**WHAT YOU HAVE TO DO**
Transcribe the records word for word, beginning with the first line and ending with the line that contains "x=355, y=96"; include nothing else.

**RECORDS FOR THE EXERCISE**
········
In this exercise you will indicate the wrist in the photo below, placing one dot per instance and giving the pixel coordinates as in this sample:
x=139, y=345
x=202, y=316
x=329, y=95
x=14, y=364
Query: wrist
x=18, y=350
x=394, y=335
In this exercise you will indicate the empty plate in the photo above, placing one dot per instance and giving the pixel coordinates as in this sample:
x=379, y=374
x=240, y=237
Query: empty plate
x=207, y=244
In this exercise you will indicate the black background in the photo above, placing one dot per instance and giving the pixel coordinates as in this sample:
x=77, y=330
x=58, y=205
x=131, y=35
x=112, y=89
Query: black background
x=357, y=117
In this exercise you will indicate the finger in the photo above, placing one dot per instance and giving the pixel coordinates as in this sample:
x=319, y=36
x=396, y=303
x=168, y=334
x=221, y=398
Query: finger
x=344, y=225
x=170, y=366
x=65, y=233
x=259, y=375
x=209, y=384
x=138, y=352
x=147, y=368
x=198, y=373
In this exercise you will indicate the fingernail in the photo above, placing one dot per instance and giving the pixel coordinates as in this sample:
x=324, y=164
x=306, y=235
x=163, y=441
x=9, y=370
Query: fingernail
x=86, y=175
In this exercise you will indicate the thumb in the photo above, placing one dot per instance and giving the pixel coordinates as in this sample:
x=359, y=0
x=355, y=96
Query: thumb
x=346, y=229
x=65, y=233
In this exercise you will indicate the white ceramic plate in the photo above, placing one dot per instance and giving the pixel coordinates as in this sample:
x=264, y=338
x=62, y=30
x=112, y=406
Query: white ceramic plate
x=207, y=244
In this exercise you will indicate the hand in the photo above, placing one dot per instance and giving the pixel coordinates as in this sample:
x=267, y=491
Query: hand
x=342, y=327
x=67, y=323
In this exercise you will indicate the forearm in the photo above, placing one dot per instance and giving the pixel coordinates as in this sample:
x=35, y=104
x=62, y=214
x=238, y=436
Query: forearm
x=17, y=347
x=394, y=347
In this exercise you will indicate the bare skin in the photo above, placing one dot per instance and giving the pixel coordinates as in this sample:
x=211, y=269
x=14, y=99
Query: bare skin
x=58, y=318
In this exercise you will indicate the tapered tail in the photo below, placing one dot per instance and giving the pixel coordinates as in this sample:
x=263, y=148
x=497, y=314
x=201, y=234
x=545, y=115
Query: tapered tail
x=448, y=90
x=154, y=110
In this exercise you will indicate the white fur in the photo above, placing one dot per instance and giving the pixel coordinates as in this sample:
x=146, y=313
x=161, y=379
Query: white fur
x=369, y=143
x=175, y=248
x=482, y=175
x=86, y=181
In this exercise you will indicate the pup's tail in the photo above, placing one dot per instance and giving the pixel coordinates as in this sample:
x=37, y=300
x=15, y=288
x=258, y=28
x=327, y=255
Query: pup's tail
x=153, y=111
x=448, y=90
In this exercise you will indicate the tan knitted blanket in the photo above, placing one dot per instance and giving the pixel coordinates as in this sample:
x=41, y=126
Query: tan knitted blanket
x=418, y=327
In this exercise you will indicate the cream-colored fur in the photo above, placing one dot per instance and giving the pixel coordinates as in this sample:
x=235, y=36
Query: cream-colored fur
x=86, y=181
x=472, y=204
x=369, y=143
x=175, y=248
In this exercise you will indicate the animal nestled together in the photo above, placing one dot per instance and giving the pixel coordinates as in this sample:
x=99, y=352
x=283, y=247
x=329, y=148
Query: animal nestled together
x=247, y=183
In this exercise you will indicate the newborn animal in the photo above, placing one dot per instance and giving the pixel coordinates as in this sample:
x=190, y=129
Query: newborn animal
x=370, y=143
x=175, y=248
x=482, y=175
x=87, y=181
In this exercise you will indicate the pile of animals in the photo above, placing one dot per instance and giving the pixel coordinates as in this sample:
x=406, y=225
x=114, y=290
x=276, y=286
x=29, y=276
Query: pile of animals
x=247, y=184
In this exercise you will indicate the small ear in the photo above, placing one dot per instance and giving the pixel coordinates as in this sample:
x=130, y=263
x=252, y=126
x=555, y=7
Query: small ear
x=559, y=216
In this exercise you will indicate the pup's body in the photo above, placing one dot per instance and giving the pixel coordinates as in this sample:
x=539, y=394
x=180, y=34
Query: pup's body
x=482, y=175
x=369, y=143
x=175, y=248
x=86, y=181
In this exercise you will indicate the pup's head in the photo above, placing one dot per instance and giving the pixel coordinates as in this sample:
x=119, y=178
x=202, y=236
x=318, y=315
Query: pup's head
········
**WRITTEN SOLUTION**
In this exercise you will indicate the wrist in the photo below, placing one dot per instance and giving the pixel coordinates as in this sample:
x=139, y=345
x=202, y=316
x=329, y=95
x=14, y=364
Query: wrist
x=18, y=350
x=394, y=335
In this exercise you will indicate the empty plate in the photo above, placing one dot per instance and giving the pixel coordinates as in this sample:
x=379, y=374
x=240, y=237
Query: empty plate
x=207, y=244
In this exercise you will indicate the black background in the photo above, placing one dot per instance and giving the pixel coordinates as in this sample:
x=77, y=330
x=58, y=205
x=131, y=35
x=112, y=89
Query: black background
x=357, y=117
In this exercise you will indicate the finger in the photo above, placing one dot per instance and giving the pixel coordinates as in this sample:
x=319, y=36
x=396, y=303
x=168, y=334
x=221, y=398
Query: finger
x=344, y=225
x=170, y=366
x=65, y=233
x=259, y=375
x=209, y=384
x=138, y=352
x=147, y=368
x=198, y=373
In this exercise you will indicate the fingernail in the photo above, placing one dot per instance and giving the pixel coordinates as in this sample:
x=324, y=164
x=306, y=235
x=163, y=441
x=9, y=370
Query: fingernail
x=86, y=175
In this exercise you will indicate the thumb in the photo above, placing one dot per instance and giving the pixel coordinates as in this sample:
x=359, y=0
x=355, y=96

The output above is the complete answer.